▶ Source extract:

>>>

Two prototypes were built, powered by different engines: DAR-10A Bekas (Bulgarian: "snipe"), powered by an Alfa Romeo 128 R.C.21 9-cylinder radial engine rated at 950 hp (709 kW). This was the first DAR-10 to fly, on 2 July 1941. It was designed to carry four machine guns (2 fixed forward-firing and 2 in rear gunner position). It could carry five 100-kg bombs, mounted under the wings. There was also the possibility of a fixed 20 mm forward-firing cannon installation in the forward fuselage. This aircraft crashed in October 1942. In spite of good flight reviews, the type was not chosen for production. The high-wing KB-11 Fazan was selected for production instead.

<<<

▶ Record list:
>>>

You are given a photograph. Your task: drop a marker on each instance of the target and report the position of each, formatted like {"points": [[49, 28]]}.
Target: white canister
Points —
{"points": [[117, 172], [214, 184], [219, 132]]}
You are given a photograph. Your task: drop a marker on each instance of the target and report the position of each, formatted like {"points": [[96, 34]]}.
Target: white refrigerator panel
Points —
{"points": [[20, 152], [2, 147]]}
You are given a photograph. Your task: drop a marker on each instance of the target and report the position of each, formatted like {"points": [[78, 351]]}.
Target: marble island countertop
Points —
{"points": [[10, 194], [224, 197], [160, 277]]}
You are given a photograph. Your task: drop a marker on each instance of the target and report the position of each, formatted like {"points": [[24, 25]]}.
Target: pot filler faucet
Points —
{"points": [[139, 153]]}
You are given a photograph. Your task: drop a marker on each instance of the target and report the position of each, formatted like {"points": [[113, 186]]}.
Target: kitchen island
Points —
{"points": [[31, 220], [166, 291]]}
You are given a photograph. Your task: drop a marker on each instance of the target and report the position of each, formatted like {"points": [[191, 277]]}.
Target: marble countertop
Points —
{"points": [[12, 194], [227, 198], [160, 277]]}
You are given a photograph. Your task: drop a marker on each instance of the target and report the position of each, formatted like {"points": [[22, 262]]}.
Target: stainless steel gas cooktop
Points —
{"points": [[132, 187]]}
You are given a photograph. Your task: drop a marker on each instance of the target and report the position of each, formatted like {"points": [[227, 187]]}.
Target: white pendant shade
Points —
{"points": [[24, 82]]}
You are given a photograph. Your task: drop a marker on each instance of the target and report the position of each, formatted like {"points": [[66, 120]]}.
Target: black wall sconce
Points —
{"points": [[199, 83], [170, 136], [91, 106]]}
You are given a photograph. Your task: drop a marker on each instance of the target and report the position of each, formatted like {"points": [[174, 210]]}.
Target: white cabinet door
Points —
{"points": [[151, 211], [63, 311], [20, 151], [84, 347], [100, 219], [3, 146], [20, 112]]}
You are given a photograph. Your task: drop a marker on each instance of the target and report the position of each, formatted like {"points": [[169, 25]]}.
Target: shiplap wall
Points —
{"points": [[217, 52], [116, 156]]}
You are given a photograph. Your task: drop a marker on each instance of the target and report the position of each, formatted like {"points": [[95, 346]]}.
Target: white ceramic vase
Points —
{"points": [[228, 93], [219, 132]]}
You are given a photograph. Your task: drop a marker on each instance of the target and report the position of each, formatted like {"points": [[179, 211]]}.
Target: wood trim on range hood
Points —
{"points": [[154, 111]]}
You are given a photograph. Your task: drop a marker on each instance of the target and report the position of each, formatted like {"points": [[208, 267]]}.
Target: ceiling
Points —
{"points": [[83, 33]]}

<<<

▶ Task goal: Which aircraft does the DAR-10 passage say was selected for production instead? The items have no connection to the DAR-10 passage.

▶ Problem solution: The high-wing KB-11 Fazan.